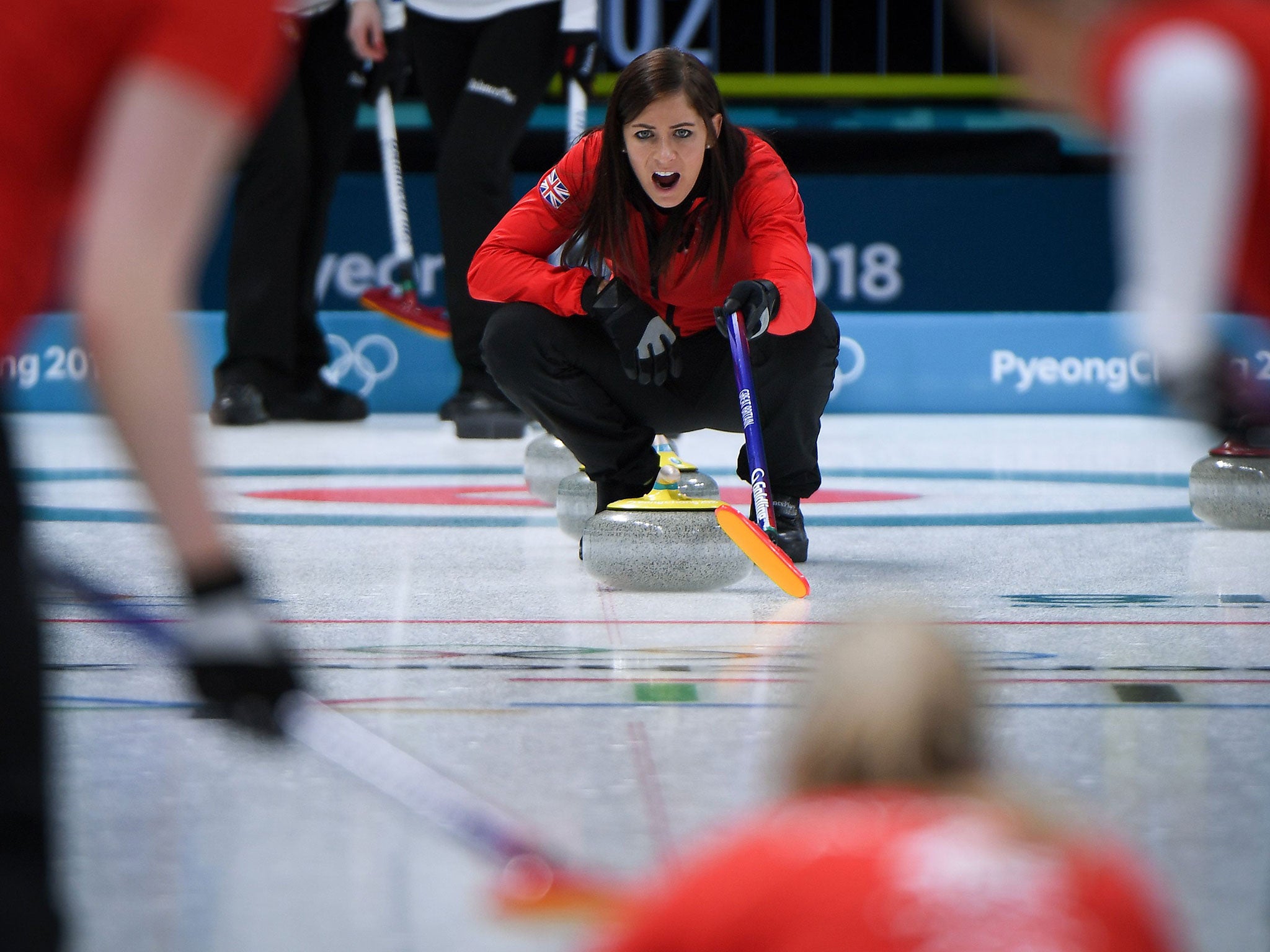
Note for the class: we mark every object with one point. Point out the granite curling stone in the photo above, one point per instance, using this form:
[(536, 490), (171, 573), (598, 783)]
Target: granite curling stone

==

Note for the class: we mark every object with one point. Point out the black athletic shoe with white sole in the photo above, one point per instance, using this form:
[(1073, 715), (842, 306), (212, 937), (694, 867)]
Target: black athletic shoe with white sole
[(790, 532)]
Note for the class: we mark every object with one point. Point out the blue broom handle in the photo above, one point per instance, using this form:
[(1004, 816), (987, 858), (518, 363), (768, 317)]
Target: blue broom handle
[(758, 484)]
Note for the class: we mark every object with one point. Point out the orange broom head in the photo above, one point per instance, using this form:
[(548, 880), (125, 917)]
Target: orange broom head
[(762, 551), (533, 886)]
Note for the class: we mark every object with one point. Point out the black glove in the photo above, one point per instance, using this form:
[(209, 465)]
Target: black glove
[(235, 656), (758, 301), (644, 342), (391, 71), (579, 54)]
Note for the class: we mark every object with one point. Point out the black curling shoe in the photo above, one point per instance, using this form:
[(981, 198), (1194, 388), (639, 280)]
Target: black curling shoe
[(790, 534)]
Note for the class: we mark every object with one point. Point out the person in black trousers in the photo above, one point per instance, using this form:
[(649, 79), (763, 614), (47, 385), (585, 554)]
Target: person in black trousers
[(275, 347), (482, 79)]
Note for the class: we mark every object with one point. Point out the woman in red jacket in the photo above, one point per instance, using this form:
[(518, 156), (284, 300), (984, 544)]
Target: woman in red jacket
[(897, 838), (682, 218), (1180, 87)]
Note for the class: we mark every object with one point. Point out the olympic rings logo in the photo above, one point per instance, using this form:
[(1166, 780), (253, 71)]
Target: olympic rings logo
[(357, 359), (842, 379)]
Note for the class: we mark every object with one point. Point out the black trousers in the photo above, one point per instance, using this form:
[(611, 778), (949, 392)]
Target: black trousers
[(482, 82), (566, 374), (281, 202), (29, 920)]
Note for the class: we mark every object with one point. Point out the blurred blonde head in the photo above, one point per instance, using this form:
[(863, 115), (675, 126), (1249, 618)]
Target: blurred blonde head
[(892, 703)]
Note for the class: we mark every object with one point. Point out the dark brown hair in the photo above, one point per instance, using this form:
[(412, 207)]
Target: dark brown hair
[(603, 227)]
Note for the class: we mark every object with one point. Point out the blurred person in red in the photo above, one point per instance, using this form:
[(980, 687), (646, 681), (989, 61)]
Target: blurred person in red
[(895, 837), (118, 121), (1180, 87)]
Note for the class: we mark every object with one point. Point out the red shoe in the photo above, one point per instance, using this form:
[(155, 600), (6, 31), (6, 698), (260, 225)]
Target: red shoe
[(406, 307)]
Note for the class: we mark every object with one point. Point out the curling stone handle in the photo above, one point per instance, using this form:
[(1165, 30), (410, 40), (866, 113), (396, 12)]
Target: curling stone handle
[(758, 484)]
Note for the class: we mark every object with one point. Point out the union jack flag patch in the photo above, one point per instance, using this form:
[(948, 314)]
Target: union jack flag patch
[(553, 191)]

**The problem:** Return the stretch of lines above from the line containing "out the red" through the line containing "[(553, 191)]", both included, reproduced verbatim.

**Task output:**
Note for the class: we mark every object with one point. Point out the red shoe in the photo above, one point per instance, using this form:
[(155, 600), (6, 31), (6, 698), (260, 225)]
Target: red shoe
[(406, 307)]
Note for the class: we mark every object with one point. Point out the curling stone handle in the photo above, one point per instance, using this form:
[(1165, 30), (410, 40), (866, 113), (396, 12)]
Target: curling stone handle
[(758, 484)]
Note for the class: we mark every object with one point. Point out the union jack flag patch in the photo above, one point per instance, using this form:
[(948, 314)]
Target: union jack flag patch
[(553, 191)]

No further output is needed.